• Task to complete: Your answer should be the records, copied exactly, with the pictures removed.

Point localization data
-*-*-

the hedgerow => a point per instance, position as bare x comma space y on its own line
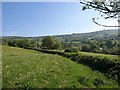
110, 68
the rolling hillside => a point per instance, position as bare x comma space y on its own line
27, 69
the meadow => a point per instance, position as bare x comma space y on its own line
23, 68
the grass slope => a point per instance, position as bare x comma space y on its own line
24, 68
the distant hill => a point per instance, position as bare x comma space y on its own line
75, 36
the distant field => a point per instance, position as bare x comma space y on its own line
24, 68
99, 54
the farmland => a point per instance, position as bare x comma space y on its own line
23, 68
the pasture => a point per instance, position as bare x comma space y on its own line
23, 68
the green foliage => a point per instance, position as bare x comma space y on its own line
49, 42
73, 49
28, 69
96, 62
86, 47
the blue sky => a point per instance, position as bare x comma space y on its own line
47, 18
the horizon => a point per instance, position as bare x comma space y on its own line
60, 34
31, 19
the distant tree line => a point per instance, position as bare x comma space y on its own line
98, 45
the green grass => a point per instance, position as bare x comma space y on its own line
32, 69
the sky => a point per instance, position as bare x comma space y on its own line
48, 18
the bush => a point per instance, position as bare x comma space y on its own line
72, 50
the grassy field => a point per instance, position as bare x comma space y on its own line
24, 68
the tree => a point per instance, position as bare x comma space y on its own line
109, 43
47, 42
57, 45
107, 8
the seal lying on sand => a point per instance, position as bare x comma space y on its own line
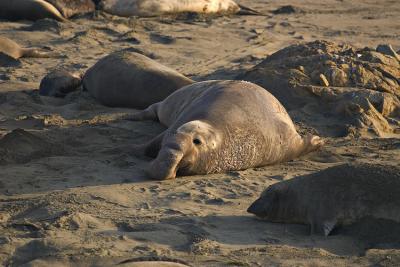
40, 9
14, 50
149, 8
340, 195
129, 79
29, 10
218, 126
69, 8
59, 83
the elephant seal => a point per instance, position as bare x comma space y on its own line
217, 126
154, 264
28, 10
149, 8
14, 50
59, 83
129, 79
69, 8
337, 196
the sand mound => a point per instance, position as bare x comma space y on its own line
20, 146
354, 90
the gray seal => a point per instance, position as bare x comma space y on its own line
14, 50
129, 79
337, 196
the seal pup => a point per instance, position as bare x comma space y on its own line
150, 8
129, 79
337, 196
218, 126
28, 10
14, 50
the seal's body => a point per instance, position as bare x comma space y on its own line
28, 10
129, 79
69, 8
14, 50
338, 196
149, 8
218, 126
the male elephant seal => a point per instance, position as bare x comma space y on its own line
28, 10
149, 8
129, 79
218, 126
338, 196
14, 50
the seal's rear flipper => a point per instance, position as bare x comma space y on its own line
248, 11
325, 227
149, 113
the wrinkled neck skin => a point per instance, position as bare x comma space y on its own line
197, 147
158, 7
201, 6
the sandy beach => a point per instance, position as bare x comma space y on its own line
72, 194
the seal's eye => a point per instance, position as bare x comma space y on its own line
196, 141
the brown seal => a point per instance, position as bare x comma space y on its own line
129, 79
218, 126
28, 10
337, 196
14, 50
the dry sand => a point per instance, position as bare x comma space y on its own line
72, 193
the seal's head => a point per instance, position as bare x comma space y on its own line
228, 6
189, 150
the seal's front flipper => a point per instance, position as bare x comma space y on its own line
153, 147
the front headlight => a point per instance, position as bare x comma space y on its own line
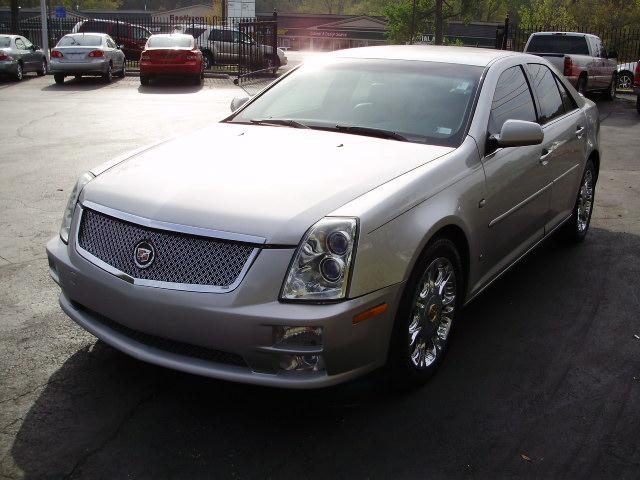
321, 266
71, 205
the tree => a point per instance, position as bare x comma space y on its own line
546, 14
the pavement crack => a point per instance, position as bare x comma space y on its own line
125, 419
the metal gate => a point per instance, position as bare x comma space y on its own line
258, 50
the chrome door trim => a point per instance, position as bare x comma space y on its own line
187, 287
174, 227
519, 205
508, 267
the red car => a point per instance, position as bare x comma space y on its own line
171, 55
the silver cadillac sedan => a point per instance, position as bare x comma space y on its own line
408, 180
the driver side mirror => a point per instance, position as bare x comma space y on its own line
237, 102
516, 133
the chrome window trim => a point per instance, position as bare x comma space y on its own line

-*-*-

• Your response:
the hedgerow => a point per instance, position as bare x comma space y on its own line
110, 68
the rolling hillside => a point per instance, position as bare x comma space y on its own line
27, 69
the meadow => a point per instance, position as bare x comma space y on its own line
23, 68
the grass slope => a point per instance, position as bare x comma space y on its own line
24, 68
the distant hill => a point per instance, position as bare x comma space y on its own line
75, 36
the distant field => a point per instance, position as bare x comma space y on its own line
24, 68
99, 54
the farmland => a point per instance, position as bare x comma space y on its own line
23, 68
the pasture => a point per instance, position as bare x comma space y on its own line
23, 68
the green foliage => a point per instance, position as bare x comma space y on its own line
49, 42
73, 49
28, 69
96, 62
86, 47
the blue sky => a point per instance, position as bare x comma space y on its own line
47, 18
the horizon => a point per instance, position as bare x comma space y on its own line
60, 34
31, 19
the distant tree line => a point per instance, position as bare x comma space y on its own line
98, 45
the green grass => a point per instance, position as bare x comma space y on its own line
32, 69
the sky => a point per instance, position as bare x comma space y on its own line
48, 18
the bush => a point per instance, position as bare x comma space y on its own line
72, 50
the grassy field => a point per instance, position as bare x comma space y on its own line
24, 68
the tree => a point per instance, position as bare x comma space y on its own line
109, 43
47, 42
57, 45
107, 8
the seal lying on sand => a point per instance, position as bare x comma space y on its own line
40, 9
14, 50
149, 8
340, 195
129, 79
29, 10
218, 126
69, 8
59, 83
the elephant seal => a point per instance, position as bare x comma space y on its own line
217, 126
154, 264
28, 10
149, 8
14, 50
59, 83
129, 79
69, 8
337, 196
the sand mound => a point per instance, position as bare x comma space y on its own line
20, 146
354, 90
the gray seal => a point per instance, position as bare x comma space y on its own line
14, 50
129, 79
337, 196
the seal pup => a point per instance, position as bare x comma space y on its own line
150, 8
129, 79
337, 196
218, 126
28, 10
14, 50
the seal's body => a point per instance, position as bare x comma space y on its own line
28, 10
129, 79
69, 8
14, 50
338, 196
149, 8
218, 126
the male elephant seal => a point per instance, position as bare x comma space y on its own line
28, 10
149, 8
129, 79
218, 126
338, 196
14, 50
the seal's rear flipper => a point per instance, position as bare x comma space y on its own line
248, 11
325, 227
149, 113
the wrinkled neck skin => a point per instance, position as bare x comma space y on its own line
197, 147
158, 7
201, 6
the sandy beach => a point per instance, position as bare x comma space y on its own line
72, 194
the seal's eye => a point per instance, position as bare x comma space y on its own line
196, 141
the brown seal => a point per instance, position as bare x comma space y on its own line
129, 79
218, 126
28, 10
337, 196
14, 50
the dry sand => a point per instance, position as bare x comma space y on its own line
72, 193
the seal's head => a point per instance, position as bare x comma space y on its own line
228, 6
189, 150
the seal's front flipper => a point per instance, position as bare x comma space y on its own line
153, 147
the front headlight => a point per instance, position as bare x comma space y on its own line
321, 266
71, 205
the tree => a point per instance, position as bare x comma space y on its own line
546, 14
the pavement crack => a point per instance, position as bare x comma space y on its own line
125, 419
the metal gate => a point per instance, position as bare x comma space y on its own line
258, 50
the chrome door trim => a point per instance, position as bare x comma space y on its own line
187, 287
174, 227
519, 205
508, 267
the red car => a point per instance, position as bare x comma space y on its own line
171, 55
the silver cadillac sedan => a point per instance, position as bare x comma space y on its own line
408, 180
the driver side mirror => a point per instance, position as bare x comma space y on its own line
237, 102
516, 133
the chrome window trim => a point per instance, position as bare x comma space y on its own line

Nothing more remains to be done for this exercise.